◆ How to complete this task:
Set down the data below from its first line to the line holding "blue cloth in the photo above.", inclusive; omit all pictures.

◆ Extracted data:
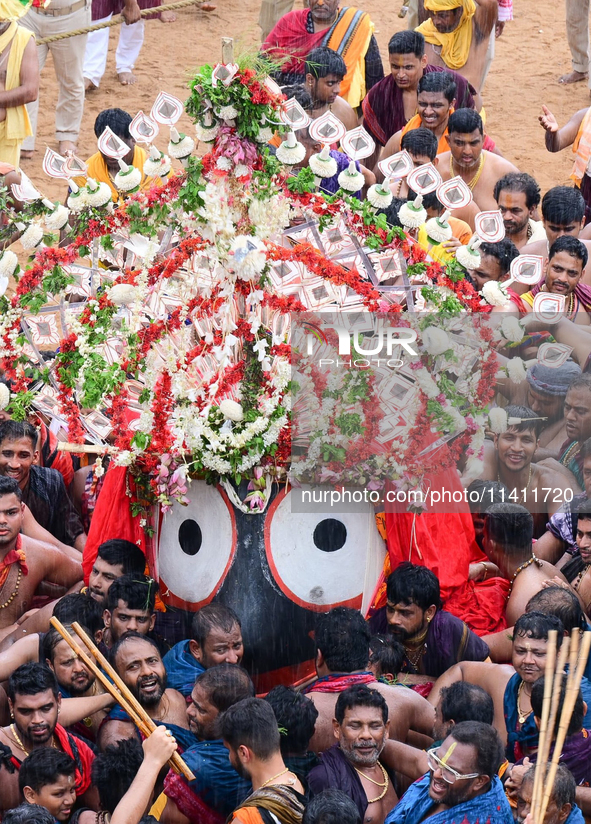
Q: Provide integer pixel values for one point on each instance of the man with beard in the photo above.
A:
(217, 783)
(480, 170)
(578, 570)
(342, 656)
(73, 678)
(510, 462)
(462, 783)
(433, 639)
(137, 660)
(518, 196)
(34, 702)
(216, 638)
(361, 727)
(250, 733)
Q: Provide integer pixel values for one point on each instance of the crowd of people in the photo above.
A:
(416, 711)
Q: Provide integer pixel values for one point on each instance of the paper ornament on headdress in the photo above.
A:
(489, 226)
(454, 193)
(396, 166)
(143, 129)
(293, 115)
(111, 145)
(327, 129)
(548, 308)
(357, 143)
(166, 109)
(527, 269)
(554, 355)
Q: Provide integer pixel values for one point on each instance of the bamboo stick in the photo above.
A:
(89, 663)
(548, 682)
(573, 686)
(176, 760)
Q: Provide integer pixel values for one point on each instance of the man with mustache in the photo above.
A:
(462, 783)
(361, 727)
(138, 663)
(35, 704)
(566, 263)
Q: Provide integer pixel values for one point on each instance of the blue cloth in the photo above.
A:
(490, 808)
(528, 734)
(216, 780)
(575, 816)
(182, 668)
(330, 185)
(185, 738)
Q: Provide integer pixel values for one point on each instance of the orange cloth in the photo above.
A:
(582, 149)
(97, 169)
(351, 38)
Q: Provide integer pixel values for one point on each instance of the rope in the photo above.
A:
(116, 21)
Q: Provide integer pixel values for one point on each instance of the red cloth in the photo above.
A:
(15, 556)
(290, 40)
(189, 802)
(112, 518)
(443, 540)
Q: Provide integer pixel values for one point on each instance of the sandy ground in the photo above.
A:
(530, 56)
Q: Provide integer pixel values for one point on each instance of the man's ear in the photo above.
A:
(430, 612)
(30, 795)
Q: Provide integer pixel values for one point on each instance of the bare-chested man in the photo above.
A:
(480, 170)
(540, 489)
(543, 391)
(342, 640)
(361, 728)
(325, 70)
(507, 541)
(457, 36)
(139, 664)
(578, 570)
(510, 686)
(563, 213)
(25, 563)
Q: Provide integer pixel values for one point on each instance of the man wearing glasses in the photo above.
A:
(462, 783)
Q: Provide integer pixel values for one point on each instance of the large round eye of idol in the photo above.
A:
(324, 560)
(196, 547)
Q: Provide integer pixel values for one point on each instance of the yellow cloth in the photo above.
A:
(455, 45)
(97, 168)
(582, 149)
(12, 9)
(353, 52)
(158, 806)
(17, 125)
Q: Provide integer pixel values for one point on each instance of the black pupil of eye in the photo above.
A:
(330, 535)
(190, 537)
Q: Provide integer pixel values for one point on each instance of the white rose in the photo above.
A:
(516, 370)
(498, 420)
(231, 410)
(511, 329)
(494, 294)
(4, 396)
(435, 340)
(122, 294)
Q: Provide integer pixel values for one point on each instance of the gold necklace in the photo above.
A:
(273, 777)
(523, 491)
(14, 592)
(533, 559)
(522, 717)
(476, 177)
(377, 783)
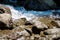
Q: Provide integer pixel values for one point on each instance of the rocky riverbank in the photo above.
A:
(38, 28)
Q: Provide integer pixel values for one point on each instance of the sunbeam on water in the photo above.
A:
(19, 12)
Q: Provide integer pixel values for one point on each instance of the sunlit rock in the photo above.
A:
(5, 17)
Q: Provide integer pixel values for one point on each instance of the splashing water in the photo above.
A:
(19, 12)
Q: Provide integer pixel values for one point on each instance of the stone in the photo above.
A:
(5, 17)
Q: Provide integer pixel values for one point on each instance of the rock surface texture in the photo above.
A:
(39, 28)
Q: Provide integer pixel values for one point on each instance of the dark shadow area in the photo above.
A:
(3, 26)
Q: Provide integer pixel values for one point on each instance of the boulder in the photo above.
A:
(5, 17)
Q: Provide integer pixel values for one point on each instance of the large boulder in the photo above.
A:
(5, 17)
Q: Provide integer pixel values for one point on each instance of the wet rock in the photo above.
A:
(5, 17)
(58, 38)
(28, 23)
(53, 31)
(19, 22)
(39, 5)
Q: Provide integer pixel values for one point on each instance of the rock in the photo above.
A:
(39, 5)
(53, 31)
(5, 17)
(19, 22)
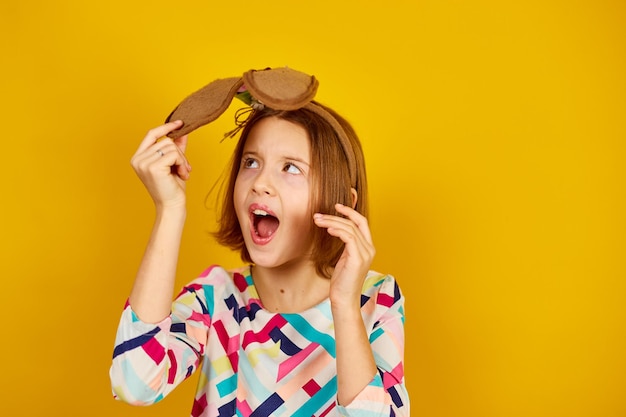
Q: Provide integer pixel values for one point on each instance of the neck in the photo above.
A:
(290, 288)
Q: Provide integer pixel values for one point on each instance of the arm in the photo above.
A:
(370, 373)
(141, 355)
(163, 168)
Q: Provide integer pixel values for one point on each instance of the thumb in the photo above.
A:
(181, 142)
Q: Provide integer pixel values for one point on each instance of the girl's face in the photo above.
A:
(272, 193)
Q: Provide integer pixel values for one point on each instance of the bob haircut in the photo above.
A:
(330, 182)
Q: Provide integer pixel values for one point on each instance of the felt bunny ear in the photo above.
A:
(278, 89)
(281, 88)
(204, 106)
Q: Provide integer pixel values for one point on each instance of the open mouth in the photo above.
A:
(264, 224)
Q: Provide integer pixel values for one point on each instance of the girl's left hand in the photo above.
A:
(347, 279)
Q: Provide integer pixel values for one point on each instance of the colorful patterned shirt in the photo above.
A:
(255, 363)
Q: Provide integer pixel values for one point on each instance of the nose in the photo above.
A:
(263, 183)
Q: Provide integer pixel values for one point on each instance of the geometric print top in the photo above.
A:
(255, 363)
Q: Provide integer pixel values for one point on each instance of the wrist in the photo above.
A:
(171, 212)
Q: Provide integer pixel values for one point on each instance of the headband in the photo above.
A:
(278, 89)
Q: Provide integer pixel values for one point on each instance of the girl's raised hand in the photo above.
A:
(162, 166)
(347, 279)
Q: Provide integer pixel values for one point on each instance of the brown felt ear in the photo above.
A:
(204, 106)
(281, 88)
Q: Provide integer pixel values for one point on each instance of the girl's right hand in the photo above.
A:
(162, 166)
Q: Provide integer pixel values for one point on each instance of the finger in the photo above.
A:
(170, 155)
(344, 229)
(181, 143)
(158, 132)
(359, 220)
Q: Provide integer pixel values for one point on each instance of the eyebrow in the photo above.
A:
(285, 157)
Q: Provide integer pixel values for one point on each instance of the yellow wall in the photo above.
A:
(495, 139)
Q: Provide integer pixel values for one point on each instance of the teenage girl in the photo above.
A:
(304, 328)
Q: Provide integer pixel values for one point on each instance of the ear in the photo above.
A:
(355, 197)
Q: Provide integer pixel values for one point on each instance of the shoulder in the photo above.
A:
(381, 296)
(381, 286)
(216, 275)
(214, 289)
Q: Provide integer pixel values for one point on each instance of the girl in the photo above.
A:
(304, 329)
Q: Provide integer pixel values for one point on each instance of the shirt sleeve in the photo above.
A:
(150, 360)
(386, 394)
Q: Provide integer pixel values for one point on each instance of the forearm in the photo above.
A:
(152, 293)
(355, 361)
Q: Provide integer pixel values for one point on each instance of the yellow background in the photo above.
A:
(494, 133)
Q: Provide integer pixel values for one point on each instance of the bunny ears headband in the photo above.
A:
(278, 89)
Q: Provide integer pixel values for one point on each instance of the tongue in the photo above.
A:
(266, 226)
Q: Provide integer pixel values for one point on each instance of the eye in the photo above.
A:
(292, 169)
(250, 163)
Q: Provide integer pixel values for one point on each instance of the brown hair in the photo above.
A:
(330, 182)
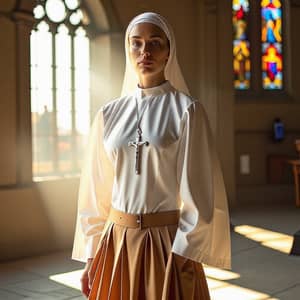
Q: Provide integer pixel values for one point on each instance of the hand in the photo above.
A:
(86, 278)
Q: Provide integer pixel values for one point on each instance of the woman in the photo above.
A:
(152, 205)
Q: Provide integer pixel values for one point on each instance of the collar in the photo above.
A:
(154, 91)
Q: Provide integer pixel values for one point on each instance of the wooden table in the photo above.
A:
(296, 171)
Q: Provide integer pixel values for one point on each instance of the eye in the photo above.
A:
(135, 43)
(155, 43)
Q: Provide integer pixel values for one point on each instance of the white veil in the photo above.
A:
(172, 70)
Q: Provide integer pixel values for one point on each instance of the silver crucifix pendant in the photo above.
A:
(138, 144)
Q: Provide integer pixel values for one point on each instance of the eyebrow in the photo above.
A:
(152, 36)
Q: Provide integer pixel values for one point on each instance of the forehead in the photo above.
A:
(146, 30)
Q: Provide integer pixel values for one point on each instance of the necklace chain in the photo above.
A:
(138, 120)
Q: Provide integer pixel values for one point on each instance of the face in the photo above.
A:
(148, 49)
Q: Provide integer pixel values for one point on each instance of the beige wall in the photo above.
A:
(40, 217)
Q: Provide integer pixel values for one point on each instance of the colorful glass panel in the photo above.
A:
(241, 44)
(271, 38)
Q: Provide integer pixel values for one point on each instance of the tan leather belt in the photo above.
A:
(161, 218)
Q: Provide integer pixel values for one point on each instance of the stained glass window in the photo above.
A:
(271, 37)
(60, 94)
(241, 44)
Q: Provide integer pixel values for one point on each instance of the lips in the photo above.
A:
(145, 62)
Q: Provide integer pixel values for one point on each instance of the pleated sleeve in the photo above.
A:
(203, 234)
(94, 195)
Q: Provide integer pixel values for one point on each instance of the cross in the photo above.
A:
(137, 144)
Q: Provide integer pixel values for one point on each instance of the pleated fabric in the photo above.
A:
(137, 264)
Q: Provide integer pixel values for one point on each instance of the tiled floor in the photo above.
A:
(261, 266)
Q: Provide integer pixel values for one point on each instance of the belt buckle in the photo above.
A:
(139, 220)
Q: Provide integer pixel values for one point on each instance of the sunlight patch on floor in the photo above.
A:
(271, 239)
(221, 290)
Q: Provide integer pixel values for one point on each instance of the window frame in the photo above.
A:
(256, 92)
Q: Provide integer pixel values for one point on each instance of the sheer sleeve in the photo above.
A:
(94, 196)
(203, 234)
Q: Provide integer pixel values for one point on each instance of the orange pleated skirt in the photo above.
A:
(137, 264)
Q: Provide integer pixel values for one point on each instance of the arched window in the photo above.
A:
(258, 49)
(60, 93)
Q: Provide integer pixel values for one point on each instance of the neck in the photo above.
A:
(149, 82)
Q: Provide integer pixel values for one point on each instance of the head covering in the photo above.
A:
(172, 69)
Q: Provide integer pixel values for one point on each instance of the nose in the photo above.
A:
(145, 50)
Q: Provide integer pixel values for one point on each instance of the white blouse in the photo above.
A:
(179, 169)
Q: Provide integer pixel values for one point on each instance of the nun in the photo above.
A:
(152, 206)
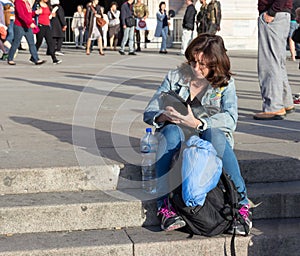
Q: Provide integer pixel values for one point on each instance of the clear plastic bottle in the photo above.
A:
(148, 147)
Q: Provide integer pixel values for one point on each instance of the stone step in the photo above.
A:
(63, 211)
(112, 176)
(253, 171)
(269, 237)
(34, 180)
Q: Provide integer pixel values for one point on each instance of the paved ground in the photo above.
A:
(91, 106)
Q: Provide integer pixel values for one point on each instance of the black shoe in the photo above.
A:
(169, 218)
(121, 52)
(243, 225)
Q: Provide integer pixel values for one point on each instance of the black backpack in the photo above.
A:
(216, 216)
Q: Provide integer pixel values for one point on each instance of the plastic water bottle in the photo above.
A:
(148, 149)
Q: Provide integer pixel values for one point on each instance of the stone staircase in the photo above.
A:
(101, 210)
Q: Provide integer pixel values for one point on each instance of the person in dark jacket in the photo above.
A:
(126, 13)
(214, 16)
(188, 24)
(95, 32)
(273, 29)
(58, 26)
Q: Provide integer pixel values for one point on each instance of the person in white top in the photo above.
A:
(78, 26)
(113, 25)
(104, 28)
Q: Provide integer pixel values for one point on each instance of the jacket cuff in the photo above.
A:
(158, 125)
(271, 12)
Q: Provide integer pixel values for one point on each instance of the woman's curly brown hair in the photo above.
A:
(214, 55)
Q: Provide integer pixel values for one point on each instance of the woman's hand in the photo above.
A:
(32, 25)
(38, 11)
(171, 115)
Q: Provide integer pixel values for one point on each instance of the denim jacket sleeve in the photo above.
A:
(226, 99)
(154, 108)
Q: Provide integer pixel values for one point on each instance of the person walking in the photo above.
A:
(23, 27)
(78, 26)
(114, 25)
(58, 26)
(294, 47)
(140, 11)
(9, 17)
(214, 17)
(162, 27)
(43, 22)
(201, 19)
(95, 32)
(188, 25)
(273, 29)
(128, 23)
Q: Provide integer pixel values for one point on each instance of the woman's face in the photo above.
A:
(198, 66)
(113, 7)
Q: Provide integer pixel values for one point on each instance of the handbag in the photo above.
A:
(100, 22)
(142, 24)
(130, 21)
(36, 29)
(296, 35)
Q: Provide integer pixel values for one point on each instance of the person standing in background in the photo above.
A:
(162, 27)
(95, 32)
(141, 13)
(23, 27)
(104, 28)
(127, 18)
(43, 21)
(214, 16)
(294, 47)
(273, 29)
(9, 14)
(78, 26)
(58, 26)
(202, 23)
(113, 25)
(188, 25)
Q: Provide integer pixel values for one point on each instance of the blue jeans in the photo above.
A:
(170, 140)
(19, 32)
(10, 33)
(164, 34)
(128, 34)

◆ Your solution:
Q: Provide integer pixel values for one point on each instance of the man with beard in the photo above.
A:
(217, 783)
(480, 170)
(578, 570)
(342, 656)
(73, 678)
(510, 462)
(462, 783)
(433, 639)
(137, 660)
(518, 196)
(34, 702)
(216, 638)
(361, 727)
(250, 733)
Q: Provide integer pixel values for one point on each instance of the crowd of people in the photo above.
A:
(416, 711)
Q: Provide integer pixel values for one point on each instance of the paper ornament on headdress in the photo above.
A:
(489, 226)
(454, 193)
(396, 166)
(143, 129)
(293, 115)
(111, 145)
(327, 129)
(548, 308)
(357, 143)
(166, 109)
(527, 269)
(554, 355)
Q: Provide integer pixel values for one point on each instance of the bamboo stick in the photo above.
A:
(89, 663)
(548, 682)
(573, 686)
(176, 760)
Q: Provide integer pixel values for one point on each instance of the man with mustache in the photo above.
A:
(462, 783)
(361, 727)
(138, 663)
(35, 704)
(566, 263)
Q: Provide integer pixel values for one point on each instance of the blue cloth in the photo above.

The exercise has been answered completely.